Output every entry verbatim.

++++

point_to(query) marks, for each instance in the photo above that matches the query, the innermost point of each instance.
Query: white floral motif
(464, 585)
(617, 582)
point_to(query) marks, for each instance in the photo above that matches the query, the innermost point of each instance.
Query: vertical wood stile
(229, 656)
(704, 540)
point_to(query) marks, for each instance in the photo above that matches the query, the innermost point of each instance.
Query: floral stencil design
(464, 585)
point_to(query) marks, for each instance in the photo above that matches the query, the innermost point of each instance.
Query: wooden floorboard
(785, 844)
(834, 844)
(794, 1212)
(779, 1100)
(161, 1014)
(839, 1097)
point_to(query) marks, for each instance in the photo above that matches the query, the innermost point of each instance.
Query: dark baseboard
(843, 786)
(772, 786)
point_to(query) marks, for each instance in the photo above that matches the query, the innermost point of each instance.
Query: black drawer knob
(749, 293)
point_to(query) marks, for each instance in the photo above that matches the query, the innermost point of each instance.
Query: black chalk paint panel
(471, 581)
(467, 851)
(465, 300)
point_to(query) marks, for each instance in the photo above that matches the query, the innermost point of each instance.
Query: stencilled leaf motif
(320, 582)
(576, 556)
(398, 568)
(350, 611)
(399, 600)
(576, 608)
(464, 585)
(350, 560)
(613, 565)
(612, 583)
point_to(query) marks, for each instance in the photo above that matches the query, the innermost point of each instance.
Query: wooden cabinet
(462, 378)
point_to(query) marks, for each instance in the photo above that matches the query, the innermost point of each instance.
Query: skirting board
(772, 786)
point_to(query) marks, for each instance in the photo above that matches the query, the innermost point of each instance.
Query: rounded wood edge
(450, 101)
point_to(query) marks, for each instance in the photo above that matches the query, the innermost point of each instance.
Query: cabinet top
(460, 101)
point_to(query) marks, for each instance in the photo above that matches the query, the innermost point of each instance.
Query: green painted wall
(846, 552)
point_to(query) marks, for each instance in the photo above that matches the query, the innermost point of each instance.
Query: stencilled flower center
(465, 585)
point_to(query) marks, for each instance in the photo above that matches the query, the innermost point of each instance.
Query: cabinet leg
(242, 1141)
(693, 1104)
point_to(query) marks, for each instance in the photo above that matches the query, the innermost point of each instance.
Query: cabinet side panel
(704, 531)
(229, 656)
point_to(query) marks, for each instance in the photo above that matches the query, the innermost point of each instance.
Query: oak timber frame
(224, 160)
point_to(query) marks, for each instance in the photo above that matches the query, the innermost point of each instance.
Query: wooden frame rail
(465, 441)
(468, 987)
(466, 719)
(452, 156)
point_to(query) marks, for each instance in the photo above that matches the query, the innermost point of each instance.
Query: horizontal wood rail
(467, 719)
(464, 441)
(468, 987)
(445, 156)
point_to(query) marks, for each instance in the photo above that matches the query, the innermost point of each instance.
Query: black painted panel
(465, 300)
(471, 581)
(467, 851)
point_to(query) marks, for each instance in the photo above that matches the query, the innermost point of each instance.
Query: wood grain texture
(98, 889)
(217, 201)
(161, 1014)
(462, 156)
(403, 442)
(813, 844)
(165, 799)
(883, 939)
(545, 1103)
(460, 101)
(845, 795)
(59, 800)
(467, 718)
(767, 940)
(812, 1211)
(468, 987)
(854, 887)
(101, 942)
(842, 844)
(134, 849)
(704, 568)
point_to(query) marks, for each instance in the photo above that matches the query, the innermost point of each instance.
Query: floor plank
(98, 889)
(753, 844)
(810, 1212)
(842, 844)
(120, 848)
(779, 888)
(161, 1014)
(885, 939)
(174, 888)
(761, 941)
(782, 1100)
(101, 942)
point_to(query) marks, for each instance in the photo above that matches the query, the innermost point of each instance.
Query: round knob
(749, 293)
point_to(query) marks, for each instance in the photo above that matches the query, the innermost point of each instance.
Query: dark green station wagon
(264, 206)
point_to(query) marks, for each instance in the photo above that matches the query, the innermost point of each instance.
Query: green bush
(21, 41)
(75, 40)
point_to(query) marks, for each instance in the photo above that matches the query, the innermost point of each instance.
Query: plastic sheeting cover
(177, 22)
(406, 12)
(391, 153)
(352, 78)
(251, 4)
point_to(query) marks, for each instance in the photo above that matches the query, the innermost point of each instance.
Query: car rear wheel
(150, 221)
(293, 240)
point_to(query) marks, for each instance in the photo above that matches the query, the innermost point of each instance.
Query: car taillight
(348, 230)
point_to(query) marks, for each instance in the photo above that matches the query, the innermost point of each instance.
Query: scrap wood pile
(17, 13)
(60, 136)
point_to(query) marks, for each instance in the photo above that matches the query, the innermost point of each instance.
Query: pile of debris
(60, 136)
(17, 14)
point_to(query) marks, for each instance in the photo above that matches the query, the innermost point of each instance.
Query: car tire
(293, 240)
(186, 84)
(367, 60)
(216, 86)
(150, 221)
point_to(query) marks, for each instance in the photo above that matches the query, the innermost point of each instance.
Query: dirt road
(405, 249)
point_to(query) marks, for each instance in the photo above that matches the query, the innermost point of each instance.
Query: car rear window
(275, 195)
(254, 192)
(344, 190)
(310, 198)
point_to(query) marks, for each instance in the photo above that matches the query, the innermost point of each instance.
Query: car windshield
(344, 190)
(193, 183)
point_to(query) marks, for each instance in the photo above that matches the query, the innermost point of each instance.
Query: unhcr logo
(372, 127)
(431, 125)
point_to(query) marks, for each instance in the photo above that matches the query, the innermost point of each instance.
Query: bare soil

++++

RESPONSE TO THE TASK -
point_to(query) marks, for each instance in the photo above that matches the query, the innermost point of each instance.
Query: white floral motif
(464, 585)
(617, 582)
point_to(query) marks, for each instance in the photo above that matches the query, the innermost point of each instance.
Query: vertical wood stile
(229, 656)
(704, 540)
point_to(query) marks, for each instance in the photo above that matches the query, the innermost point of each instance.
Query: floral stencil design
(464, 585)
point_to(query) marks, for each instance in the photo above that matches the query, the innermost point of each instance.
Query: wooden floorboard
(785, 844)
(834, 844)
(794, 1212)
(779, 1100)
(161, 1014)
(839, 1097)
point_to(query) marks, for each instance in the photo above that matches the query, the innermost point of each instance.
Query: dark baseboard
(843, 786)
(772, 786)
point_to(query) marks, for each instance in the photo above that matches the query, the innermost point of each instance.
Query: black drawer knob
(749, 293)
point_to(query) marks, for each instance in the photo above that matches the query, the innermost point of each instance.
Query: black chalk paint panel
(471, 581)
(467, 851)
(465, 300)
point_to(query) marks, for each instance in the photo above that matches the query, the innermost point of each instance.
Query: stencilled leaf motif
(320, 582)
(576, 556)
(398, 568)
(350, 611)
(399, 600)
(576, 608)
(464, 585)
(350, 560)
(613, 565)
(612, 583)
point_to(query) marks, for each instance in the photo above that matches the query, the innermost point of each instance.
Query: wooden cabinet
(462, 378)
point_to(query) marks, for each instance in the photo above that matches the query, the innermost point of each instance.
Query: skirting board
(772, 786)
point_to(query) marks, for each instance in the photo above that matches the query, the innermost point of each instance.
Query: rounded wood edge
(450, 101)
point_to(query) marks, for each instance in the photo above that matches the query, the innermost point of each instance.
Query: cabinet top
(460, 101)
point_to(query) marks, for each instance in the photo above that matches the query, the innermost point of each instance.
Query: green painted wall
(846, 552)
point_to(query) marks, for each instance in the photo above that matches the query, the innermost point of each instance.
Query: stencilled flower center
(465, 585)
point_to(query) marks, for each instance in the photo above that matches the query, the innermost point of each instance.
Query: cabinet leg
(242, 1141)
(693, 1104)
point_to(query) marks, for each instance in the photo above that matches the query, the innermost point of each instance.
Query: cabinet side panel
(704, 531)
(229, 656)
point_to(query) marks, for each instance in the photo above that matches the query, the innermost point of each instance.
Query: oak timber frame
(224, 160)
point_to(query) marks, for each instance in the photo above that matches the query, the innermost point of each instance.
Query: wooden frame rail
(465, 441)
(468, 987)
(466, 719)
(452, 156)
point_to(query) marks, for each instance in the photo above that matches the query, the innermost point of each instance.
Query: horizontal wood rail
(467, 719)
(464, 441)
(468, 987)
(445, 156)
point_to(query) marks, for each instance in the photo above that matches the query, the innermost point of each instance.
Query: black painted panel
(465, 300)
(471, 581)
(467, 851)
point_to(query) marks, for each instance in the photo above that matches the query, the innermost point of each instance.
Query: wood grain texture
(98, 889)
(217, 201)
(161, 1014)
(462, 156)
(403, 442)
(813, 844)
(165, 799)
(883, 939)
(545, 1103)
(460, 101)
(845, 795)
(59, 800)
(467, 718)
(767, 940)
(812, 1211)
(468, 987)
(854, 887)
(101, 942)
(842, 844)
(134, 849)
(704, 568)
point_to(query) marks, for each instance in the photo above that matches the query, the innermost point of each instance.
Query: floor plank
(98, 889)
(753, 844)
(810, 1212)
(842, 844)
(120, 848)
(779, 888)
(161, 1014)
(885, 939)
(174, 888)
(761, 941)
(782, 1100)
(101, 942)
point_to(query) marks, for each instance in the photo above that matches the query, the innermost point of each instance.
Query: round knob
(749, 293)
point_to(query) marks, for each instance in the photo above that matches the query, the innermost point of each instance.
Query: dark green station wagon
(264, 206)
point_to(query) marks, for each instance in the photo above that matches the query, the innermost point of each instance.
Query: green bush
(21, 41)
(75, 40)
point_to(query) marks, for each instance in the photo above that matches the query, the innermost point of each instance.
Query: plastic sheeting cover
(177, 22)
(406, 12)
(391, 153)
(352, 78)
(251, 4)
point_to(query) marks, for each instance in the photo above that matches the query, the innermost point of each instance.
Query: car rear wheel
(150, 221)
(293, 240)
point_to(query) marks, for each instance in the photo above that matches the query, the innermost point of each instance.
Query: car taillight
(348, 230)
point_to(query) marks, for each instance in the photo above that matches the query, the innermost point of each instance.
Query: scrap wood pile
(17, 13)
(60, 136)
point_to(query) marks, for each instance in the photo above that matches the query, the innermost point of each instance.
Query: pile of debris
(60, 136)
(17, 14)
point_to(query) marks, for each instance in the photo above that matches the query, the innermost point of each instance.
Query: car tire
(293, 240)
(186, 84)
(367, 60)
(216, 86)
(150, 221)
point_to(query) marks, for each instance in the photo above that matches the query, the innermost point of each instance.
Query: dirt road
(405, 249)
point_to(query) marks, for each instance in the photo above that matches the query, the innermost point of each instance.
Query: car rear window
(275, 195)
(254, 192)
(344, 190)
(310, 198)
point_to(query) marks, for each instance in the photo above that matches the query, the innermost point of each instance.
Query: car windshield
(344, 190)
(193, 183)
point_to(query) marks, for each instance in the photo above that matches the query, the innermost point of each instance.
Query: unhcr logo
(372, 127)
(431, 125)
point_to(query) marks, for each instance in the photo above that matches the query, the innermost point of each instance.
Query: bare soil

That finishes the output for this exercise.